EXERCISE:
Starting at the line that contains "[point] brown studded" and continuing through the end of the records, rewrite those lines with "grass" switched to "turf" and everything else unchanged. Omit the pictures from your answer.

# # #

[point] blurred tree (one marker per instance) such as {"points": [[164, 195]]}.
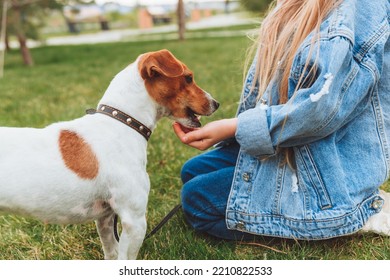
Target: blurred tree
{"points": [[25, 17], [181, 16], [256, 5]]}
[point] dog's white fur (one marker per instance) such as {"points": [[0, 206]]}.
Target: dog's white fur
{"points": [[34, 180]]}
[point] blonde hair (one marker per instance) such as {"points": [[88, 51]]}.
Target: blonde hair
{"points": [[281, 33]]}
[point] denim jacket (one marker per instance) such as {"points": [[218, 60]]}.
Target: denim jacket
{"points": [[338, 127]]}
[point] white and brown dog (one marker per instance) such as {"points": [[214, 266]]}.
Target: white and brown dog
{"points": [[94, 167]]}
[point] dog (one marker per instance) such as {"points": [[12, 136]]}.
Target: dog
{"points": [[94, 167]]}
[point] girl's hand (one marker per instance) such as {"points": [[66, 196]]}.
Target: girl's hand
{"points": [[207, 136]]}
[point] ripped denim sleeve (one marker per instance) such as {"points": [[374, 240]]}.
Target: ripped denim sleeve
{"points": [[338, 94]]}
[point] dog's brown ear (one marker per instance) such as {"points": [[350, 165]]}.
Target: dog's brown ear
{"points": [[160, 63]]}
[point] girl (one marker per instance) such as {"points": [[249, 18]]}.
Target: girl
{"points": [[309, 147]]}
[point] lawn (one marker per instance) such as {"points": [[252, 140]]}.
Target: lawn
{"points": [[67, 80]]}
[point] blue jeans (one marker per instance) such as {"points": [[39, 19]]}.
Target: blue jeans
{"points": [[207, 181]]}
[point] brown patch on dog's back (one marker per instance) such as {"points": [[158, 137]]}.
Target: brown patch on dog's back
{"points": [[77, 155]]}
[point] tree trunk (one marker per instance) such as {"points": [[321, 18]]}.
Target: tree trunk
{"points": [[6, 42], [181, 19], [24, 50]]}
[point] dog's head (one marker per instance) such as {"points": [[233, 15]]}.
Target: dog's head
{"points": [[172, 85]]}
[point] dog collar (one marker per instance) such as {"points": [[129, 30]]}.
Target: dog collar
{"points": [[123, 118]]}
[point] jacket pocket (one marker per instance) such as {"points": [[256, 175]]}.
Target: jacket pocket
{"points": [[311, 176]]}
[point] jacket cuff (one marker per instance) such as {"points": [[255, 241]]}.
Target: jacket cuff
{"points": [[253, 134]]}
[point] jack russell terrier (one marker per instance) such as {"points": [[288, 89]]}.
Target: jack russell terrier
{"points": [[94, 167]]}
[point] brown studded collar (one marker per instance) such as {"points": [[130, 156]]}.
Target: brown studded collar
{"points": [[122, 117]]}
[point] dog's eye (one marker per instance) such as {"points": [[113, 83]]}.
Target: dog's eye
{"points": [[188, 79]]}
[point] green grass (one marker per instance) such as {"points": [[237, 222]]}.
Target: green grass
{"points": [[67, 80]]}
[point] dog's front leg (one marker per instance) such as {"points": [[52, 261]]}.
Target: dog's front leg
{"points": [[132, 236], [105, 227]]}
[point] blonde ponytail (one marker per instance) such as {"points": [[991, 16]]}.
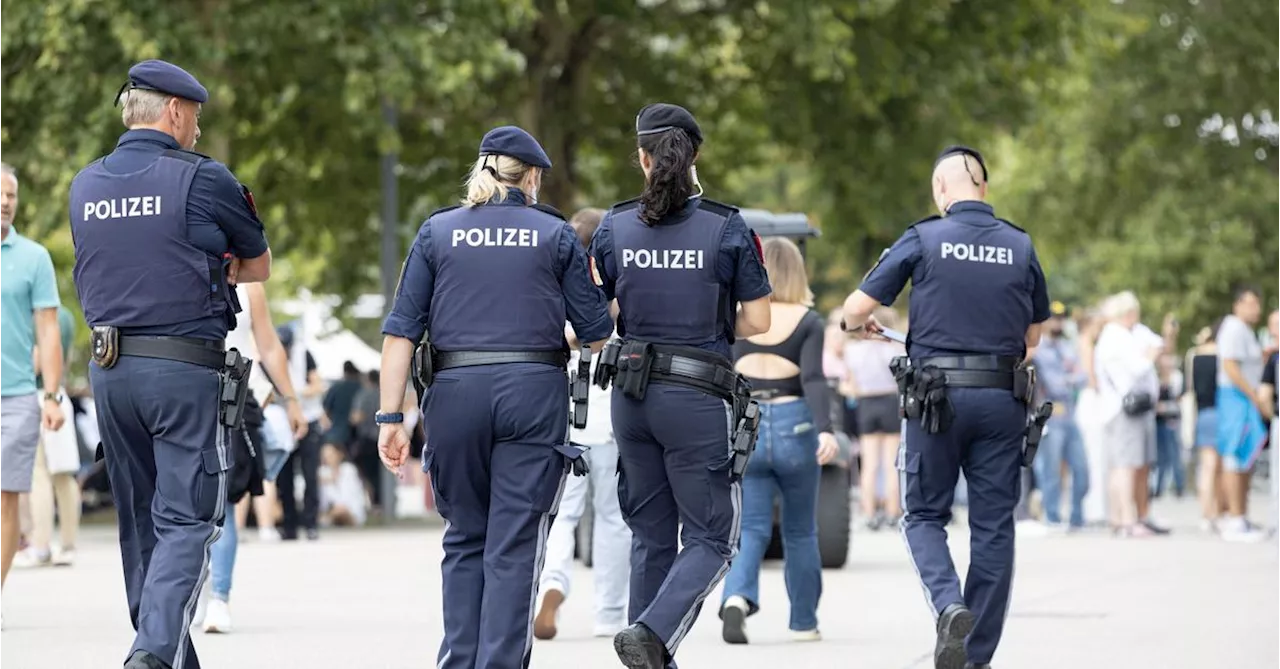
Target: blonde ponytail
{"points": [[490, 177]]}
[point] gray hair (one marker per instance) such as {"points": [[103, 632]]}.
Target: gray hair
{"points": [[1120, 305], [142, 108]]}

# # #

CORRECT OUTPUT:
[point] brown studded collar (one marker per instance) such as {"points": [[130, 156]]}.
Target: brown studded collar
{"points": [[122, 117]]}
[point] dog's eye (one marker per instance) such as {"points": [[113, 83]]}.
Target: dog's eye
{"points": [[188, 79]]}
[point] green turf (one marker per instance) such as {"points": [[237, 222]]}.
Target: green turf
{"points": [[67, 80]]}
[point] dog's front leg (one marker per instance) such as {"points": [[52, 261]]}.
Target: dog's front leg
{"points": [[132, 236], [105, 227]]}
[point] blonde ponytail (one marker per instance) such as {"points": [[991, 16]]}.
Target: blonde ponytail
{"points": [[490, 177]]}
[point] gray hair (one marker per instance) such as {"points": [[103, 632]]}.
Target: gray hair
{"points": [[1120, 305], [142, 108]]}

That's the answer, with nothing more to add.